In 1600 urbanization, new streets, churches and fountains caused the rione Trevi to be quite crowded,
and it did not change significantly until the end of the 19th century.
The Quirinal Hill, partially isolated from the crowded part close to the river, was slowly becoming
a center of power thanks to numerous buildings belonging to the Pope.

Under the domination of Napoleon, in 1811, the Quirinal Hill was selected to be the center of the imperial power in Rome. The plan was not completed because of the fall of Napoleon, but the idea remained and was partially achieved after Rome became capital of Italy, after the 1870. In fact nowadays several ministries are placed in the rione Trevi.

This changed completely the appearance of the higher part of the rione, that was not very crowded but
full of small streets, churches and monumental buildings.

The most famous monument in the rione is Trevi Fountain.

==Geography==
===Boundaries===
Northward, Trevi borders with Colonna (R. III), whose boundary is marked by a brief stretch of Via del Corso and by Via delle Muratte, Via di Santa Maria in Via, Largo San Claudio, Via del Pozzetto, Via del Bufalo, Largo del Nazareno, Via del Nazareno, Via del Tritone and Piazza Barberini. It also borders with Ludovisi (R. XVI), through Via di San Basilio.

Eastward, the rione borders with Sallustiano (R. XVII), from which is separated by Via Leonida Bissolati, Via Giosuè Carducci, Via di Santa Susanna and Largo di Santa Susanna, and with Castro Pretorio (R. XVIII), from which is separated by Piazza San Bernardo and Via XX Settembre.

To the south, the rione borders with Monti (R. I), from which is separated by the Foro Traiano, Via IV Novembre, Largo Magnanapoli, Via XXIV Maggio and Via del Quirinale. Southward, it also shares a short boundary with Campitelli (R. X), which is marked by a portion of Piazza Venezia.

To the west, Trevi borders with Pigna (R. IX), and the boundary is outlined by Piazza Venezia and Via del Corso.

===Local geography===
- Squares
- Piazza Barberini
- Piazza della Pilotta
- Piazza del Quirinale
- Piazza San Bernardo
- Piazza di San Silvestro
- Piazza Santi Apostoli
- Piazza Scanderbeg
- Piazza di Trevi
- Roads
- Via del Corso

==Places of interest==

===Palaces and other buildings===
- Palazzo Baracchini, in Via XX Settembre, built in 19th century by Giulio Podesti, is the seat of the Ministry of Defence
- Palazzo Barberini, in Via delle Quattro Fontane.

• _ACTIVITIES_
1. Reproduce the Trevi passage word for word, from "Under the domination" up to and including "is Trevi Fountain.".
2. Write the next part of the Trevi passage, picking up after its final sentence.
The lines after this passage come from an unrelated source.

• _DATA BLOCK_
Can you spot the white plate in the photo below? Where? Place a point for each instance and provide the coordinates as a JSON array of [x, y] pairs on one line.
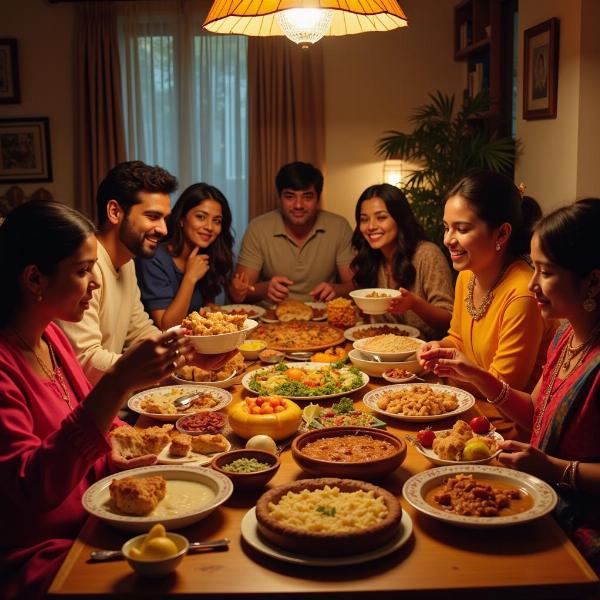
[[304, 365], [544, 497], [320, 306], [436, 460], [410, 331], [252, 310], [465, 401], [222, 397], [96, 499], [250, 536], [192, 458]]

• _SET OF ANSWERS_
1.
Under the domination of Napoleon, in 1811, the Quirinal Hill was selected to be the center of the imperial power in Rome. The plan was not completed because of the fall of Napoleon, but the idea remained and was partially achieved after Rome became capital of Italy, after the 1870. In fact nowadays several ministries are placed in the rione Trevi.

This changed completely the appearance of the higher part of the rione, that was not very crowded but
full of small streets, churches and monumental buildings.

The most famous monument in the rione is Trevi Fountain.

2.
- Palazzo del Bufalo alle Fratte, in Largo del Nazareno.
- Palazzo Chigi-Odescalchi, in Piazza dei Santi Apostoli.
- Palazzo Colonna, in Via della Pilotta.
- Palazzo Muti Papazzurri, in Piazza della Pilotta.
- Palazzo Gentili del Drago, in Via in Arcione.
- Palazzo Guglielmi, in Piazza dei Santi Apostoli.
- Palazzo Mancini, in Via del Corso.
- Palazzo Mengarini, in Via XXIV Maggio.
- Palazzo Poli, in Via Poli.
- Palazzo del Quirinale, in Piazza del Quirinale.
- Palazzo Valentini, in Via IV Novembre.
- Palazzo Scanderbeg, in Piazza Scanderbeg.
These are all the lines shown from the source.